**Sobre esta tarea**: Según el fragmento de texto, ¿cuántos migrantes se calcula que hay hoy en el mundo?

**Fragmento de texto**:
::::
Sandra Lorenzano
30/06/2019 - 12:03 am
Andarse por las ramas
«Migrantes, exiliados, refugiados, desterrados… cada término tiene sus perfiles propios y precisos, pero todos remiten, en última instancia, al dolor del desarraigo».
1.
“Buscar raíces es una manera subterránea de andarse por las ramas», escribió José Bergamín, poeta y comunista, católico y exiliado. Y a veces vamos así por la vida: de la tierra al cielo y a la inversa intentando encontrar ese mínimo lugar de pertenencia que nos permita enraizar para después remontar vuelo.
Esa búsqueda se acentúa en quienes deben abandonar su patria, como han debido abandonarla millones de seres humanos en la historia, por violencia política, por carencias económicas, por inseguridad. Son pocos los que dejan los paisajes amados, los recuerdos, los amigos, por el simple gusto de recorrer el mundo. Hoy mismo se calcula que hay unos 260 millones de migrantes en el mundo que han salido.
Migrantes, exiliados, refugiados, desterrados… cada término tiene sus perfiles propios y precisos, pero todos remiten, en última instancia, al dolor del desarraigo. Aunque quizás debería hablar no de dolor, o no únicamente, sino también de universalidad, como lo proponía Tomás Segovia, “la raíces se arrancan hacia arriba –escribió-; el desarraigo es un grado más de universalidad”.
::::
**Información proporcionada**:
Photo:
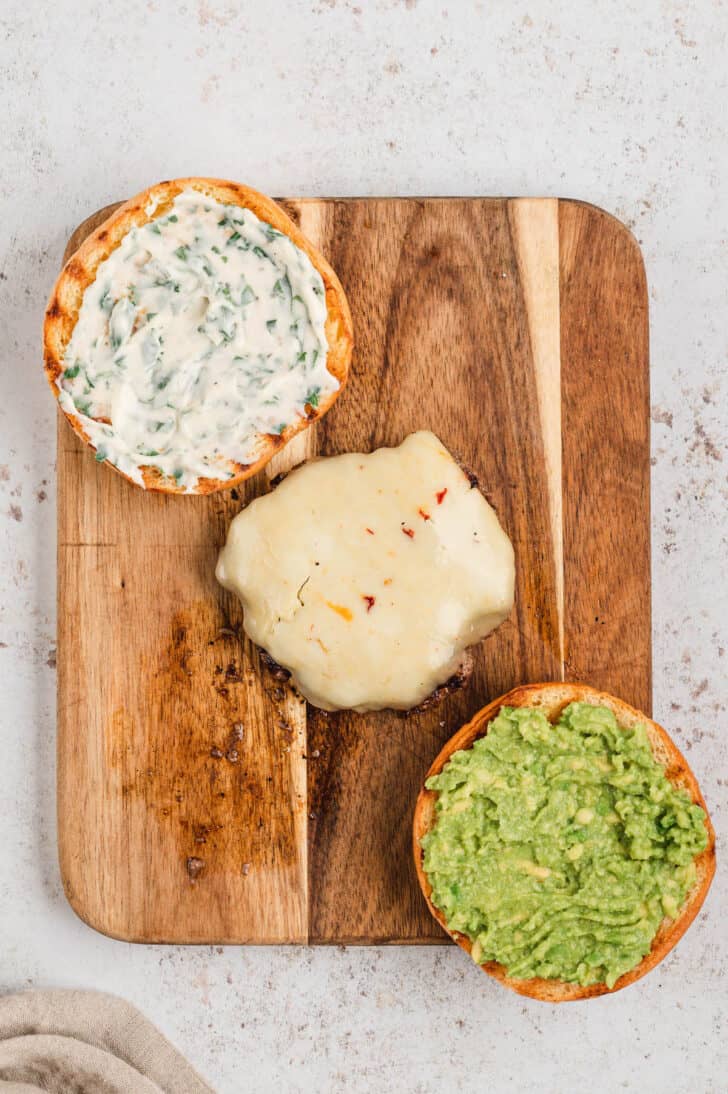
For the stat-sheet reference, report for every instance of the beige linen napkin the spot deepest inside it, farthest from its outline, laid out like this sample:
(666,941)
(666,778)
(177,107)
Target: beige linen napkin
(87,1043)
::::
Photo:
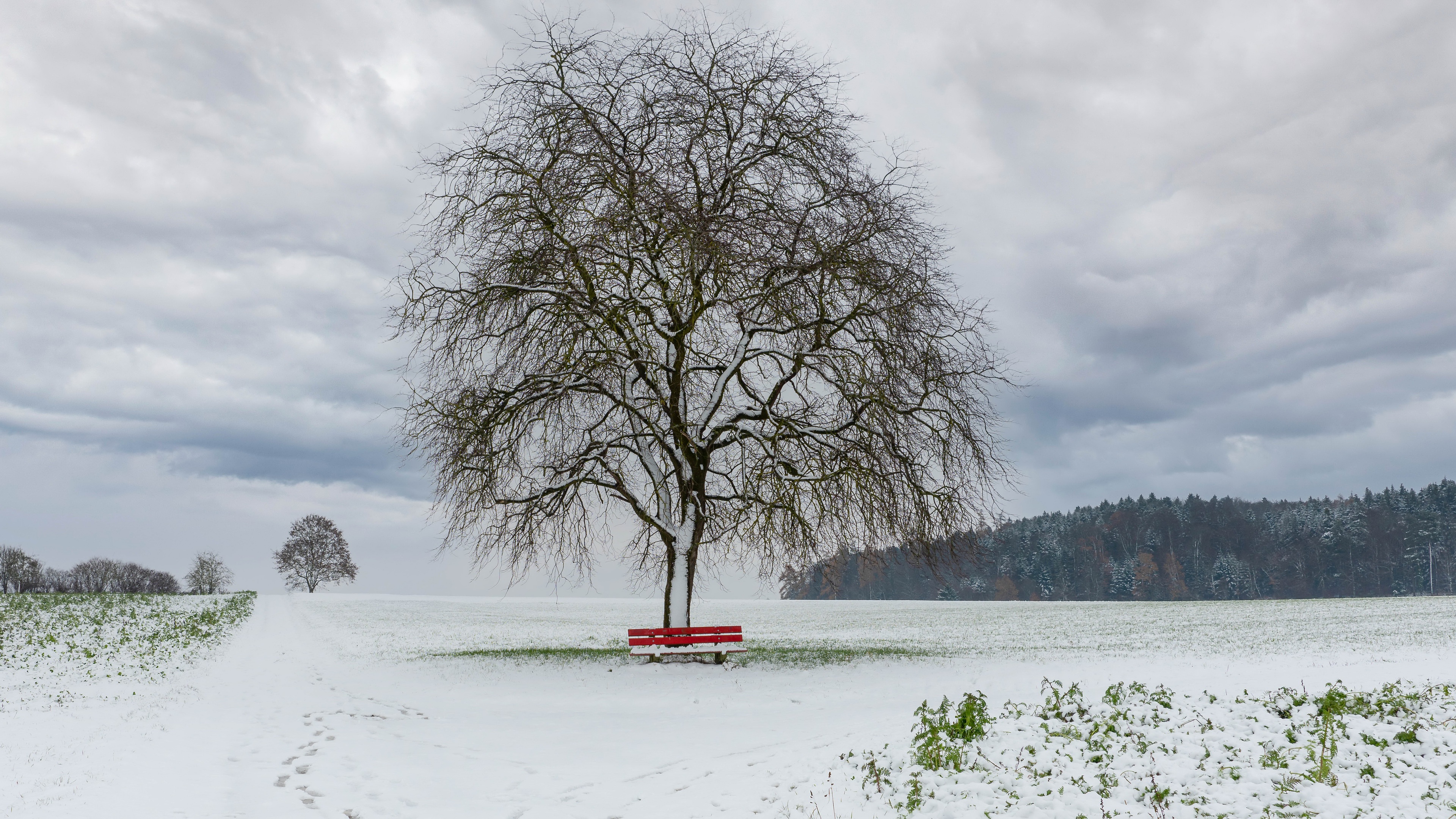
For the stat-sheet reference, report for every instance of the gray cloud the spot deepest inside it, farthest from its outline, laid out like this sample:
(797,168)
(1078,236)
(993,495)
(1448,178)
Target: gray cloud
::::
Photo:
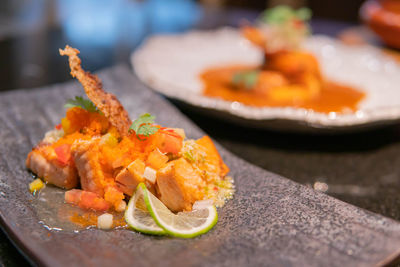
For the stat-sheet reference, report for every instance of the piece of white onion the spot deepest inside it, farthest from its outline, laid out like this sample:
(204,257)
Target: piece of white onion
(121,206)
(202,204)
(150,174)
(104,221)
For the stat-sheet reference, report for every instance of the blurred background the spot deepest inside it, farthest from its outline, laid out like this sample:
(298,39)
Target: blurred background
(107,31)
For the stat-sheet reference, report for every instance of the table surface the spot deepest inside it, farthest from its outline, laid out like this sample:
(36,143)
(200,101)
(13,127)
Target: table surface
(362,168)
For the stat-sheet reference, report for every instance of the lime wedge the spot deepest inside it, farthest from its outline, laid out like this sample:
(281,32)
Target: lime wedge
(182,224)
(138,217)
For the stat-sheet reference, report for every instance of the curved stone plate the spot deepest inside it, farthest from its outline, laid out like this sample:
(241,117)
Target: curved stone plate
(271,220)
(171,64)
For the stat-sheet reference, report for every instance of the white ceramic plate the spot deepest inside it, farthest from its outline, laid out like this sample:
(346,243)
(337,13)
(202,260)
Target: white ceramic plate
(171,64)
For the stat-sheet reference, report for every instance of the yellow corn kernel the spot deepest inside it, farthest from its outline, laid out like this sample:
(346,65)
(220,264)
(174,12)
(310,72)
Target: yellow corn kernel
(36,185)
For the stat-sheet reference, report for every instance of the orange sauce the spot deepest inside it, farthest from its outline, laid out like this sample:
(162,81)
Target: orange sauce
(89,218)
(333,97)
::::
**Su respuesta**: Unos 260 millones.